**Problem requirements**. Write out every entry exactly as it appears.

**Records provided**.
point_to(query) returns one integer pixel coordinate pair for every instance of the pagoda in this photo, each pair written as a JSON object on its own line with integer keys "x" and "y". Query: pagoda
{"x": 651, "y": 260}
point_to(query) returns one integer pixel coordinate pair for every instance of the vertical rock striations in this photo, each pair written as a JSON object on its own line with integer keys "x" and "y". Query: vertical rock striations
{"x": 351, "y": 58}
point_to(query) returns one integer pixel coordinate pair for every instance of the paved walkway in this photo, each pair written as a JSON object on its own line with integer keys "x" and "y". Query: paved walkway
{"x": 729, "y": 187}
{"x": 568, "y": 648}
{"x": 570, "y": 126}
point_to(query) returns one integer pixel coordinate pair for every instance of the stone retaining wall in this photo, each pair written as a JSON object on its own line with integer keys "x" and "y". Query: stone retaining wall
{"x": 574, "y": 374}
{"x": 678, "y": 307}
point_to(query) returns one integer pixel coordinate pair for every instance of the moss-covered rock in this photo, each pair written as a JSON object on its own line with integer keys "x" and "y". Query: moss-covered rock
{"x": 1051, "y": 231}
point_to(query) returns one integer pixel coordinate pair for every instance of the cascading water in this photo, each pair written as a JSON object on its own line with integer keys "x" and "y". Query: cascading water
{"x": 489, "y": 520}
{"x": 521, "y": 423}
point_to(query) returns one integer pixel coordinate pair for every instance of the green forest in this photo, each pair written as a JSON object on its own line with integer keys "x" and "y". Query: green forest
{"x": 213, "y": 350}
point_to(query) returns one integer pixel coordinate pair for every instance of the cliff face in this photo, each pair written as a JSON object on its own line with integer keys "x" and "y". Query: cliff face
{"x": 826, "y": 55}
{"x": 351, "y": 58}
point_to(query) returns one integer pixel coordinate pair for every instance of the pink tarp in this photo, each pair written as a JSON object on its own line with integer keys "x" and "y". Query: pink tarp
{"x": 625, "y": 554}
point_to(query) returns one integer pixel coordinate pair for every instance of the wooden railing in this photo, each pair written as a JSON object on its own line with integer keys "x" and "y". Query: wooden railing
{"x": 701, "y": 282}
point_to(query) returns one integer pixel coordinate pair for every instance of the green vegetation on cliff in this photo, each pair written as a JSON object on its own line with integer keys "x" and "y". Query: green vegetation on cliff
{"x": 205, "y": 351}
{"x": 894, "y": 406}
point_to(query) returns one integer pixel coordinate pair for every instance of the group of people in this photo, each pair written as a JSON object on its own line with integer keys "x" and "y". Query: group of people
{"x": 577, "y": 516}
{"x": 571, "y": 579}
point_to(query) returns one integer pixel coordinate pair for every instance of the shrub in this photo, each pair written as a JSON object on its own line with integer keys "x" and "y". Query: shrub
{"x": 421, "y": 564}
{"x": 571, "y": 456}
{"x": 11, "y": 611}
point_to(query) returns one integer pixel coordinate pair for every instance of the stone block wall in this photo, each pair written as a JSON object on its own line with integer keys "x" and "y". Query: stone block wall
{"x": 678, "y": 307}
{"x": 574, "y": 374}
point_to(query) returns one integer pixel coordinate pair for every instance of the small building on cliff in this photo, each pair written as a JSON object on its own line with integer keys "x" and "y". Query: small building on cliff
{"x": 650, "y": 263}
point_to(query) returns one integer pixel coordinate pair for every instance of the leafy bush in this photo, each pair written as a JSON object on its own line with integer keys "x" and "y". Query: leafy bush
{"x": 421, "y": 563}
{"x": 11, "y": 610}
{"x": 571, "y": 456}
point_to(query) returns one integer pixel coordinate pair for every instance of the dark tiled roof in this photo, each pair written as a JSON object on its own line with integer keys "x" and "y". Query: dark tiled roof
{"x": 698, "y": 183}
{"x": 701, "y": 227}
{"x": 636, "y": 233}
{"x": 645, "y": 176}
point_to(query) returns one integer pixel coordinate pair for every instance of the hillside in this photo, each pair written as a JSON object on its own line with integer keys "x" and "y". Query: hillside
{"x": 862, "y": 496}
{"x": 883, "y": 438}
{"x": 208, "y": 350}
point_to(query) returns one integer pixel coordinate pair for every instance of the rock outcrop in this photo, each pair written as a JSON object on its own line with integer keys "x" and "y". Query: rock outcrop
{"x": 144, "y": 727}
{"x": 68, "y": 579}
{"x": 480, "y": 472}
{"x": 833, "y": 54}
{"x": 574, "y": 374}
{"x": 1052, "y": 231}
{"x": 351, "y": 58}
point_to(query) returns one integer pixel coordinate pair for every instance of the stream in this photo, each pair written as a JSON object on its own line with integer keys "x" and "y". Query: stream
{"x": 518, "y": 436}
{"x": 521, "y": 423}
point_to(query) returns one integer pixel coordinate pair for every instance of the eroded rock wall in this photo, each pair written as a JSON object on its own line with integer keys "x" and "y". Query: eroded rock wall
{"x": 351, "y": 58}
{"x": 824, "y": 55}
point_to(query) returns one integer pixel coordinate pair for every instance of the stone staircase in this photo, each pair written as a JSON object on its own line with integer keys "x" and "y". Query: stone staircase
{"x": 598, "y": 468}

**Solution for this exercise**.
point_to(query) returns one integer pixel coordinate pair for every instance of the pagoda in this photo, each pair written as a JSON object on its own line with integer keys "x" and "y". Query: pagoda
{"x": 651, "y": 260}
point_to(query) returns one integer pixel coordinate pair for every instance of the vertical rock striations in this photo, each pair written as a JSON object on its own line with integer keys "x" and "y". Query: vertical rock striations
{"x": 351, "y": 58}
point_to(query) returns one integer pixel coordinate pair for every instance of the paved walkway in this photo, each pair written as a JSON object on its own line with integer keys "x" and "y". Query: paved walkway
{"x": 729, "y": 187}
{"x": 568, "y": 648}
{"x": 570, "y": 126}
point_to(query) returns one integer pixel coordinate pair for every instance of the stone retaining wall in this photo, each pair written as a JSON object on its own line with integer keys "x" and "y". Query: stone retaining wall
{"x": 574, "y": 374}
{"x": 678, "y": 307}
point_to(query) returns one integer pixel coordinate pair for every instance of the moss-covered rock in this photo, each pair written as a JSON object on its own line with integer keys "x" and "y". Query: moss-covered rock
{"x": 1051, "y": 231}
point_to(query) returns one integer pixel coordinate pair for every instance of the cascading water in this photo, each pair written as a JSON object on its own line with integer keys "x" and "y". Query: cascading water
{"x": 489, "y": 520}
{"x": 521, "y": 423}
point_to(query) returns one integer pixel coordinate pair for every instance of the green forest in this photo, each pair written as a JSON object on its own line with integer keys "x" and "y". Query: green forest
{"x": 213, "y": 350}
point_to(query) returns one integer pixel coordinate pair for every instance of the cliff face in this photo, each pair written as a JSON object on its own line with integer keys "x" and "y". Query: cliff face
{"x": 826, "y": 55}
{"x": 351, "y": 58}
point_to(query) returns one integer pixel coordinate pair for every instance of the pink tarp in this photo, each pair written as a JSON object on its own line with integer keys "x" and "y". Query: pink tarp
{"x": 625, "y": 554}
point_to(query) returns one integer pixel coordinate pair for every instance of the wooden railing in this photo, each pair written as a JSON object on its own line with integer keys "x" and "y". Query: wooden railing
{"x": 701, "y": 282}
point_to(query) returns one integer pixel coordinate pair for every instance of the green vegetation on cliff in this photo, each pair written as a JSON object on its own line with integer keys "x" and "y". Query: green vegetation on cliff
{"x": 205, "y": 351}
{"x": 894, "y": 406}
point_to(query) returns one integer pixel coordinate pair for every instance of the group of people in this photo, each pair written as a JSON object on its own line with integer keys "x" and "y". Query: group of people
{"x": 577, "y": 516}
{"x": 571, "y": 579}
point_to(query) returns one integer pixel coordinate pair for every instance of the shrub in this photo, each pair written as a JSON object on its own line with integer keys "x" and "y". Query: shrub
{"x": 421, "y": 564}
{"x": 571, "y": 456}
{"x": 11, "y": 611}
point_to(query) returns one integer pixel coordinate pair for every instance of the stone block wall in this photo, each pair written as a JSON object on its own line with integer keys "x" and "y". Query: stone block wall
{"x": 678, "y": 307}
{"x": 574, "y": 374}
point_to(query) returns one integer pixel coordinate pair for every instance of the small building on cliff in this photo, each pair written as a JSON object on its own line with integer keys "x" and "y". Query: small building on cliff
{"x": 650, "y": 263}
point_to(query) returns one integer pixel coordinate pair for every instance of the leafy bush in this photo, each pair written as a JSON object on its own line with integer keys "x" and "y". Query: leafy bush
{"x": 421, "y": 563}
{"x": 11, "y": 610}
{"x": 571, "y": 456}
point_to(query) returns one integer pixel coordinate pair for every instance of the dark tiled roof in this photo, each pair written as a JSON object on its own line with integer keys "x" and "y". Query: dark tiled roof
{"x": 698, "y": 183}
{"x": 701, "y": 227}
{"x": 636, "y": 233}
{"x": 645, "y": 176}
point_to(query) returns one integer pixel coordinate pair for every instance of the hillside in this photo, each pair written as a JSON object on its own line with integer keys "x" and "y". Query: hillside
{"x": 862, "y": 496}
{"x": 883, "y": 438}
{"x": 208, "y": 350}
point_to(query) returns one integer pixel coordinate pair for every instance of the rock outcrop in this photo, each pair written as a JSON object on its own line with integer keys "x" and "y". Query: rock outcrop
{"x": 144, "y": 727}
{"x": 68, "y": 579}
{"x": 480, "y": 472}
{"x": 833, "y": 54}
{"x": 574, "y": 374}
{"x": 1052, "y": 231}
{"x": 351, "y": 58}
point_to(query) returns one integer pixel coordinate pair for every instance of the stream in this photo, each pair written as a JSON object on its own line with integer keys "x" and "y". Query: stream
{"x": 518, "y": 436}
{"x": 521, "y": 423}
point_to(query) returns one integer pixel coordinate pair for every instance of the eroded rock wall in this photo, each pair written as a JSON object on its own line with integer keys "x" and "y". Query: eroded rock wall
{"x": 351, "y": 58}
{"x": 824, "y": 55}
point_to(query) returns one integer pixel coordinate pair for every instance of the stone staircase in this photo, each pair written as a JSON object on its own line with integer keys "x" and "y". Query: stone staircase
{"x": 598, "y": 468}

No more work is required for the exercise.